▸ **AIM**
In the material below, substitute "overcast sky" for "cloudy sky" and give the lines again with nothing else changed, starting at the line that has "Instruction: identify the cloudy" and stopping after the line that has "579 520 813 759".

(Records of labeled boxes)
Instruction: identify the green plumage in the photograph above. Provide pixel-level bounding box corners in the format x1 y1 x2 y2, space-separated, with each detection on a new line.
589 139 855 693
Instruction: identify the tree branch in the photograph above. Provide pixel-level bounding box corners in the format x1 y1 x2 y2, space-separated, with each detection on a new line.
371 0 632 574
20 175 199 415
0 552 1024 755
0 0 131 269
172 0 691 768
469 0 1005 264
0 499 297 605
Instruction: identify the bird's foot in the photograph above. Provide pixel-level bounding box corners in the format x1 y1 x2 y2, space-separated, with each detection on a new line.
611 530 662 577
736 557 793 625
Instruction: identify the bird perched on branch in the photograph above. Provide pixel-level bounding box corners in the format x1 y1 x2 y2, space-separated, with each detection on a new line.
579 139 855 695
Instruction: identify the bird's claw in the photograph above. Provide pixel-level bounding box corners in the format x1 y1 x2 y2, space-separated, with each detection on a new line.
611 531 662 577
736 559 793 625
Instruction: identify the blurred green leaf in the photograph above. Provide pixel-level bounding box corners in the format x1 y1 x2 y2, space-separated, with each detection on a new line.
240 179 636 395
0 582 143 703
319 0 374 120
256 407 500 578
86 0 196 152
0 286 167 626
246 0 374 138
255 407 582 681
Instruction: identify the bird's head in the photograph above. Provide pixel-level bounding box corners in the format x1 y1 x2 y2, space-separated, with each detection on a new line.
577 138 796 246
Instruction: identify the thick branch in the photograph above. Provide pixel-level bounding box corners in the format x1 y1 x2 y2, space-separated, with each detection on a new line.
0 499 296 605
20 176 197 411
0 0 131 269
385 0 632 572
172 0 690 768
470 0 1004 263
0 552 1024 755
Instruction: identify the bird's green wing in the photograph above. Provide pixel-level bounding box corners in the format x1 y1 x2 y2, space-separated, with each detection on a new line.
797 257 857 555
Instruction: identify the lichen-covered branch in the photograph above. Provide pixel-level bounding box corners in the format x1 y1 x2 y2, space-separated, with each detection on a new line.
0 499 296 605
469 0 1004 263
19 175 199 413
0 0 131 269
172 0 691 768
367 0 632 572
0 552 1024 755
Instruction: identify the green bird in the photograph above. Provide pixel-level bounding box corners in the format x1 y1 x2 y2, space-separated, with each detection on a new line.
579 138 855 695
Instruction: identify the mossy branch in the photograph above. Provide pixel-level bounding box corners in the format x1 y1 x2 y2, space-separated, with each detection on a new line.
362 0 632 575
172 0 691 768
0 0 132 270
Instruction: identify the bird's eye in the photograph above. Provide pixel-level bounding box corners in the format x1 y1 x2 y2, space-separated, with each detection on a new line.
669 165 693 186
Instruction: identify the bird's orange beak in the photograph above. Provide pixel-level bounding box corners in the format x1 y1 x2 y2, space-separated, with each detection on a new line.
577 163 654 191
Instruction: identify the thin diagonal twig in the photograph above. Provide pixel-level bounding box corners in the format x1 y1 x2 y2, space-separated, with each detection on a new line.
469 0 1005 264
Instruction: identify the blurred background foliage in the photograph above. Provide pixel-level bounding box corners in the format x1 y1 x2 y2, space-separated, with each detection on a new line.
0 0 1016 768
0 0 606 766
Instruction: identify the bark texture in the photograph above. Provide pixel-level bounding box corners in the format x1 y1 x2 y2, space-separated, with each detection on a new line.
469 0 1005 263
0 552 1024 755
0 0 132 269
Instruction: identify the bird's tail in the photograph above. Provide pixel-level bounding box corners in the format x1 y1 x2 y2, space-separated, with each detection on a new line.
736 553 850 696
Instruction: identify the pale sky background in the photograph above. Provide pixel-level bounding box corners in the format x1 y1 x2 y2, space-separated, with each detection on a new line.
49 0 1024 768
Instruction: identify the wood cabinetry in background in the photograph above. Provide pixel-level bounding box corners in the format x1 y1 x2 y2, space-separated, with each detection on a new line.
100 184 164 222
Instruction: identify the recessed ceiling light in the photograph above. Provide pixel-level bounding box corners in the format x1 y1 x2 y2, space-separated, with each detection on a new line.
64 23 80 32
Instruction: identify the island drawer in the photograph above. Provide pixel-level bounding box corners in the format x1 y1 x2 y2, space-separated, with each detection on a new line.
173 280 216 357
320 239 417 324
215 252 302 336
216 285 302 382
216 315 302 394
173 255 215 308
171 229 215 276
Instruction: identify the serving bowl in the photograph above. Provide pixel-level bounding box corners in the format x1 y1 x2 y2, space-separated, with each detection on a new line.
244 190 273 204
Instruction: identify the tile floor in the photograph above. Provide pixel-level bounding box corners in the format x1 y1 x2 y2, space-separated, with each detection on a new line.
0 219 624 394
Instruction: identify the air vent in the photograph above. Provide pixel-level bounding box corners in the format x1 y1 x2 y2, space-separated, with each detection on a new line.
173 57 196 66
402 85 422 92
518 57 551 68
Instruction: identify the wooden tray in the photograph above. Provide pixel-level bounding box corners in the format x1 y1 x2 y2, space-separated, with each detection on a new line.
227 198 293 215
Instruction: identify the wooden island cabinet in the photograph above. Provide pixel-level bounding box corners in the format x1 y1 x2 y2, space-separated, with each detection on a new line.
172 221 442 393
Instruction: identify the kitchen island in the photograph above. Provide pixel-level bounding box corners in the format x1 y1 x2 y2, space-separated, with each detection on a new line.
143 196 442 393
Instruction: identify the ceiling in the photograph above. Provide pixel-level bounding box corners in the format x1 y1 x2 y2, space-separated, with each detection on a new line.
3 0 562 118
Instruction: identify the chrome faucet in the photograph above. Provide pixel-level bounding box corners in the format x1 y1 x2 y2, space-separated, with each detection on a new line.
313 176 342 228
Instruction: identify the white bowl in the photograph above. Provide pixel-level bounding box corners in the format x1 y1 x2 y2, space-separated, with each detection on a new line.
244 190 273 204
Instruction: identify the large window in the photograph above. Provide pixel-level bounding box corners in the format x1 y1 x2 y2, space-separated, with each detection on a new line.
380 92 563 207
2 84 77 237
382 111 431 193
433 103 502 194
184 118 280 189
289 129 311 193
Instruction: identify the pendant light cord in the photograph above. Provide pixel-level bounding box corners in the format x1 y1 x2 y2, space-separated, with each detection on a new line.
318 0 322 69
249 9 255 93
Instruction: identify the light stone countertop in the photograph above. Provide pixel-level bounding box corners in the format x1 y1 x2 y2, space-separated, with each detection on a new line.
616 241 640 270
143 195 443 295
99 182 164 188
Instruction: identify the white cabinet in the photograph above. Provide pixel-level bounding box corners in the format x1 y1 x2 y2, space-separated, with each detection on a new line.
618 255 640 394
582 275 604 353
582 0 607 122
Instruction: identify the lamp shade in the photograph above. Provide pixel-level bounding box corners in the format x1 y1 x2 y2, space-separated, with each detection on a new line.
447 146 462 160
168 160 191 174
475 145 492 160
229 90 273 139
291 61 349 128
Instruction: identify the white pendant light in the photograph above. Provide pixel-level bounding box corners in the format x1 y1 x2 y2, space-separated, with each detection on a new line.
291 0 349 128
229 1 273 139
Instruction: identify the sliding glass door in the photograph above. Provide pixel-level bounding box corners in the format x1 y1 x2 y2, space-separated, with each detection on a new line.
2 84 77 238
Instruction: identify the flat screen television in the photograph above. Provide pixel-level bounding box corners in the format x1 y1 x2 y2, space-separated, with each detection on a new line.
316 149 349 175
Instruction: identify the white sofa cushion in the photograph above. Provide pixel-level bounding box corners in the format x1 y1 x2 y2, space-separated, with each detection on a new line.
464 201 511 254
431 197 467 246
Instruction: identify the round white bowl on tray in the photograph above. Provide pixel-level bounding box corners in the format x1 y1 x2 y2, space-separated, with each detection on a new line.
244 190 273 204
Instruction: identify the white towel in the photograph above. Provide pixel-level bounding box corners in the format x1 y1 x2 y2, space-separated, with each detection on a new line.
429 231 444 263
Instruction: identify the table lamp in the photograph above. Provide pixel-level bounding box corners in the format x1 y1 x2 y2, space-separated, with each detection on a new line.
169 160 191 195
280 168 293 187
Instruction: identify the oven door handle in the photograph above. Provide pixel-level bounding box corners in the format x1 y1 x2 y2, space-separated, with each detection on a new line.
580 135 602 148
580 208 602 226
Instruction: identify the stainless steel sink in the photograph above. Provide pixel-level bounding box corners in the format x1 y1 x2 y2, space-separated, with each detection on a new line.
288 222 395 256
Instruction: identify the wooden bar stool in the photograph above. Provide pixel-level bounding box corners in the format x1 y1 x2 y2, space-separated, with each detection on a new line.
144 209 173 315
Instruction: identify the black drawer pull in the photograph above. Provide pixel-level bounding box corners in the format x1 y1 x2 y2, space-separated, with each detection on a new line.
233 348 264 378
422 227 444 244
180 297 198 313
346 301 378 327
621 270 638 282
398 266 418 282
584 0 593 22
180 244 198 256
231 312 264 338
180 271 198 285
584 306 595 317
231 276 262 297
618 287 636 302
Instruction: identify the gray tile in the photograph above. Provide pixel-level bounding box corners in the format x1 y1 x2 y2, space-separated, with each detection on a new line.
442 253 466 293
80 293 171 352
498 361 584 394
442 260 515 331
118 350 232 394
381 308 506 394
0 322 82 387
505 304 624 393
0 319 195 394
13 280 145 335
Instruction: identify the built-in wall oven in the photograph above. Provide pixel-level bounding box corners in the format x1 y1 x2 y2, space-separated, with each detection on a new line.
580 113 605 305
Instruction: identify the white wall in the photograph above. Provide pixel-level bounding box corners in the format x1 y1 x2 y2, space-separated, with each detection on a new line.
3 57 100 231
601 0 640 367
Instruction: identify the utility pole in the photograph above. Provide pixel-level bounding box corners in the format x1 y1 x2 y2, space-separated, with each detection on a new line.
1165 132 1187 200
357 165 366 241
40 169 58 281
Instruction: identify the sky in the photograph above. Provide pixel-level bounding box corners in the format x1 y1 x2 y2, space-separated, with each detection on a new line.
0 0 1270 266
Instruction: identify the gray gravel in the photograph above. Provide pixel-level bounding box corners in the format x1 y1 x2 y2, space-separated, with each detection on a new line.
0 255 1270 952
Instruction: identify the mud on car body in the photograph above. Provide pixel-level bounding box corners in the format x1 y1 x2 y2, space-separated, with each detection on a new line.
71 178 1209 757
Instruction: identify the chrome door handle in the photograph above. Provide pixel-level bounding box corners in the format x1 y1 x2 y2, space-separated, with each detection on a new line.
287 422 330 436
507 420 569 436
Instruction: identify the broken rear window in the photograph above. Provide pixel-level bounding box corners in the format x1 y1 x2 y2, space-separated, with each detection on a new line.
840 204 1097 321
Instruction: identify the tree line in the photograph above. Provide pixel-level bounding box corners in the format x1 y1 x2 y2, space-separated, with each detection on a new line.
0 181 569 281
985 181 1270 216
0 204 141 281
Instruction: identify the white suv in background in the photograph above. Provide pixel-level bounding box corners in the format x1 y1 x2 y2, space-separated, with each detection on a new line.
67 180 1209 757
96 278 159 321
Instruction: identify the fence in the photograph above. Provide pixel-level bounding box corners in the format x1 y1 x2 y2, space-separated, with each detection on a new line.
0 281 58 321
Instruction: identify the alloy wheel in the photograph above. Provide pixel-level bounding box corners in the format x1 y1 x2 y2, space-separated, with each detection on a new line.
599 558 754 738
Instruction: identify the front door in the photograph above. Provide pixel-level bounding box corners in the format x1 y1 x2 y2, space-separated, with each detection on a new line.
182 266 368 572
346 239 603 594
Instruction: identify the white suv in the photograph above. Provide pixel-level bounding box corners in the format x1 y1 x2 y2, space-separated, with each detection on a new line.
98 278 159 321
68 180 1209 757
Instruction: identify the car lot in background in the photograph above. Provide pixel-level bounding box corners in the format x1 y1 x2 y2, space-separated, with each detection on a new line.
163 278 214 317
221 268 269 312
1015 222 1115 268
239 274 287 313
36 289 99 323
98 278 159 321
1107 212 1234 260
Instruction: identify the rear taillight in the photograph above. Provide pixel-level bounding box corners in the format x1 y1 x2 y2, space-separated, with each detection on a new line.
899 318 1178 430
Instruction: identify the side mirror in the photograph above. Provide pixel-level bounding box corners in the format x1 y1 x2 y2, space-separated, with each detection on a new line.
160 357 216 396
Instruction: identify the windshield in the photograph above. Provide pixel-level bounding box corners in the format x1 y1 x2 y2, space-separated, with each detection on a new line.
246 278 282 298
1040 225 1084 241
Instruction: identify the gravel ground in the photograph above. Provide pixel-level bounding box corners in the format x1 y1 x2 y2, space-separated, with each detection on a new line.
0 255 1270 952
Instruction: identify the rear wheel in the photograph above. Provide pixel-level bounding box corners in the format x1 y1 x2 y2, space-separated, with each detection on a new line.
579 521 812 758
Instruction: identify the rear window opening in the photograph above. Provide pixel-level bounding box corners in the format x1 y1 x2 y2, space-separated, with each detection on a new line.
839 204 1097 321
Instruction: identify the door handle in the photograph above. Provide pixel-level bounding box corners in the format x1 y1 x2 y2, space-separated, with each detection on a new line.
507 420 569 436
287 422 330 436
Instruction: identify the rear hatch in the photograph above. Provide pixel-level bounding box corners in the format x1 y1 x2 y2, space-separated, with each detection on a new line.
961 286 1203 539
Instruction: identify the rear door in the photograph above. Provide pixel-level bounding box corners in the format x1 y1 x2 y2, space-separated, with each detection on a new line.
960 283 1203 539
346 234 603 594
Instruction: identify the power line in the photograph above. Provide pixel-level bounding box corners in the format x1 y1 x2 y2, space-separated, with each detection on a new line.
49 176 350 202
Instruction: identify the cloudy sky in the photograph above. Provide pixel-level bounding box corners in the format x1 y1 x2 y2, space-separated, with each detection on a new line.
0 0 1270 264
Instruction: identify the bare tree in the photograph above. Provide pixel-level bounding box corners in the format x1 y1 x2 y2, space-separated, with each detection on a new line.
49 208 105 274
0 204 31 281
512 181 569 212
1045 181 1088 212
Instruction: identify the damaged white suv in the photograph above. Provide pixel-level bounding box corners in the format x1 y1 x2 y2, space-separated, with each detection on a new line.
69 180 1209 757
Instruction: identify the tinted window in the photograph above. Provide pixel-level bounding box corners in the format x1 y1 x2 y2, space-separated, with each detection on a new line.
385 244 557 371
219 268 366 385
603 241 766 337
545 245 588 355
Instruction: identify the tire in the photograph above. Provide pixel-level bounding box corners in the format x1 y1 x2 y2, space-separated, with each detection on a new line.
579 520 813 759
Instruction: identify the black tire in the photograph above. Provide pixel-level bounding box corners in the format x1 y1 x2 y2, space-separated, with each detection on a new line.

▸ **WRITTEN SOLUTION**
Instruction: identify the overcast sky in the photograph above. Provide pixel-level bounding box corners in the format x1 y1 x2 y2, space-separated, with each detection on a new line.
0 0 1270 264
Instruction: identify the bare tree in the photograph above. Provide pixel-level bounding box corners in the format x1 y1 x2 y2, space-separated, with each detection on a new line.
49 208 105 274
0 204 31 281
512 181 569 212
1045 181 1088 212
Instruction: identify the damaged white suv in the photograph above. Provide pixel-level bounding box corners in the format x1 y1 x2 y2, space-separated, with each detection on a new line.
69 180 1209 757
Instruction: identify the tinted window in the photograph above. Provide pixel-level bounding box corners in the format x1 y1 x2 y2, space-separated, with each detection on a new line.
385 244 557 371
219 268 366 385
603 241 766 337
545 245 588 355
Instruction: identify the tire in the photograph above. Provide pixel-level bounding box corners in the format x1 y1 x2 y2, space-separated, with each detection on a new line.
579 520 813 759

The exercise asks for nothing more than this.